**Text section**
---------------
Hi Nathan,
I installed GRIT-1.1.3 on our cluster (CentOS 6.1, python 2.7.2).
I tested the program using the example file (GRIT_example.tar) with following command:
run_grit.py --control AdMatedF_Ecl_20days_Heads.control.txt --reference flybase-r5.45.chr4.gtf --ucsc -t 8 -b
The first step (building 'elements') went through smoothly, and successfully generated the output file 'discovered.AdMatedF_Ecl_20days_Heads.elements.bed'. However, a series of errors occur afterwards (during the transcript assembly step in my understanding). These includes errors in some 3rd party module like 'multiprocessing' as well as in the GRIT 'build_transcripts.py' script, such as:
Spawning new worker child
Building transcript and ORFs for Gene chr4_m_36
Finding design matrix for Gene chr4_m_38(chr4:-:1225902-1234438) - 14 transcripts
Process Process-59:
FINISHED Building transcript and ORFs for Gene chr4_m_37
Building transcript and ORFs for Gene chr4_m_35
Spawning new worker child
Traceback (most recent call last):
FINISHED Building transcript and ORFs for Gene chr4_m_36
File "/hpcf/apps/python/install/2.7.2/lib/python2.7/multiprocessing/process.py", line 258, in _bootstrap
Finding design matrix for Gene chr4_m_37
FINISHED Building transcript and ORFs for Gene chr4_m_35
Spawning new worker child
Errors in the 'build_transcripts.py' script:
Traceback (most recent call last):
self.run()
self.run()
self._target(*self._args, **self._kwargs)
File "/hpcf/apps/python/install/2.7.2/lib/python2.7/multiprocessing/process.py", line 114, in run
Waiting for free children
Waiting for write queue to fill.
self._target(*self._args, **self._kwargs)
self._target(*self._args, **self._kwargs)
self._target(*self._args, **self._kwargs)
File "/hpcf/apps/python/install/2.7.2/lib/python2.7/multiprocessing/process.py", line 258, in _bootstrap
File "/hpcf/apps/python/install/2.7.2/lib/python2.7/multiprocessing/process.py", line 114, in run
File "/hpcf/apps/python/install/2.7.2/lib/python2.7/multiprocessing/process.py", line 114, in run
File "/hpcf/apps/python/install/2.7.2/lib/python2.7/site-packages/GRIT-1.1.3-py2.7-linux-x86_64.egg/grit/build_transcripts.py", line 754, in worker
self._target(*self._args, **self._kwargs)
---------------
**Information given**

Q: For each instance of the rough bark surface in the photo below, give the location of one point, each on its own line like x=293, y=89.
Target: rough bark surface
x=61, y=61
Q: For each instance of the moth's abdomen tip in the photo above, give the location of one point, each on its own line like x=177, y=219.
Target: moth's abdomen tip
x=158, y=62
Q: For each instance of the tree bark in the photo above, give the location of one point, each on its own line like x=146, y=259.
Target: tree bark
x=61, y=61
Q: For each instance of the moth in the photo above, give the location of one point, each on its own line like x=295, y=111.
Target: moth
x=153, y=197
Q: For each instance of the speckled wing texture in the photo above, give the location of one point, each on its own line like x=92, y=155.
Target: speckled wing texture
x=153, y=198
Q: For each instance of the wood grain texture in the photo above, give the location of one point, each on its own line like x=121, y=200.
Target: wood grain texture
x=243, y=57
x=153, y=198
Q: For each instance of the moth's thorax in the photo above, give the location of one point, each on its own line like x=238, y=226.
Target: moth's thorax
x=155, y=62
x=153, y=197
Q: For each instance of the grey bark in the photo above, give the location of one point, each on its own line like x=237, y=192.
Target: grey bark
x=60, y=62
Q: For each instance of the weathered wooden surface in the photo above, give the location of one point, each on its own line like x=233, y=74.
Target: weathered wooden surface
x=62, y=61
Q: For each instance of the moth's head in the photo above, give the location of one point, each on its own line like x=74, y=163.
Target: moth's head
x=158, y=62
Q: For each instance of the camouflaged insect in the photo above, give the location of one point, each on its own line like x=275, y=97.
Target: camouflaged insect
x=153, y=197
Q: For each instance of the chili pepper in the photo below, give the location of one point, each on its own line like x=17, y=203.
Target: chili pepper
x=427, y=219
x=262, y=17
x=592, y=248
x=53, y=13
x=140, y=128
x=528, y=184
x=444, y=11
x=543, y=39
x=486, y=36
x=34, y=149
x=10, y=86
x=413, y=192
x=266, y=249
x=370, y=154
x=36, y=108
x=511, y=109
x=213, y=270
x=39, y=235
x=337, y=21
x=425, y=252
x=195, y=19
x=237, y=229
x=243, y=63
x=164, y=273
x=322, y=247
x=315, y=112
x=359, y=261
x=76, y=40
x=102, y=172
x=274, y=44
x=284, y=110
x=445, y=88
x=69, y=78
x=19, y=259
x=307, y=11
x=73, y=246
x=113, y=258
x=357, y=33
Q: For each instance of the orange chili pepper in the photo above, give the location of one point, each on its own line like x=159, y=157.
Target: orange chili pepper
---------------
**Required actions**
1. In the GRIT forum post, what shows that the first step went through smoothly? Answer in one to three sentences.
2. Decide whether each statement agrees with the GRIT forum post, giving yes or no and quoting the deciding words: (a) GRIT was installed on a cluster running CentOS 6.1. (b) The test command used a reference file for chromosome 2. (c) The errors came only from GRIT's own scripts.
3. Please carry on the GRIT forum post from the point where it stops.
The rows play no part in this work.

**Exercise results**
1. The first step, building 'elements', successfully generated the output file 'discovered.AdMatedF_Ecl_20days_Heads.elements.bed'.

2.
(a) Yes: "I installed GRIT-1.1.3 on our cluster (CentOS 6.1, python 2.7.2)."
(b) No: "--reference flybase-r5.45.chr4.gtf"
(c) No: "These includes errors in some 3rd party module like 'multiprocessing' as well as in the GRIT 'build_transcripts.py' script"

3.
File "/hpcf/apps/python/install/2.7.2/lib/python2.7/site-packages/GRIT-1.1.3-py2.7-linux-x86_64.egg/grit/build_transcripts.py", line 754, in worker
File "/hpcf/apps/python/install/2.7.2/lib/python2.7/site-packages/GRIT-1.1.3-py2.7-linux-x86_64.egg/grit/build_transcripts.py", line 754, in worker
File "/hpcf/apps/python/install/2.7.2/lib/python2.7/site-packages/GRIT-1.1.3-py2.7-linux-x86_64.egg/grit/build_transcripts.py", line 754, in worker
self._target(*self._args, **self._kwargs)
self._target(*self._args, **self._kwargs)
self.run()
File "/hpcf/apps/python/install/2.7.2/lib/python2.7/site-packages/GRIT-1.1.3-py2.7-linux-x86_64.egg/grit/build_transcripts.py", line 754, in worker
File "/hpcf/apps/python/install/2.7.2/lib/python2.7/site-packages/GRIT-1.1.3-py2.7-linux-x86_64.egg/grit/build_transcripts.py", line 754, in worker
File "/hpcf/apps/python/install/2.7.2/lib/python2.7/site-packages/GRIT-1.1.3-py2.7-linux-x86_64.egg/grit/build_transcripts.py", line 754, in worker
File "/hpcf/apps/python/install/2.7.2/lib/python2.7/multiprocessing/process.py", line 114, in run
self._target(*self._args, **self._kwargs)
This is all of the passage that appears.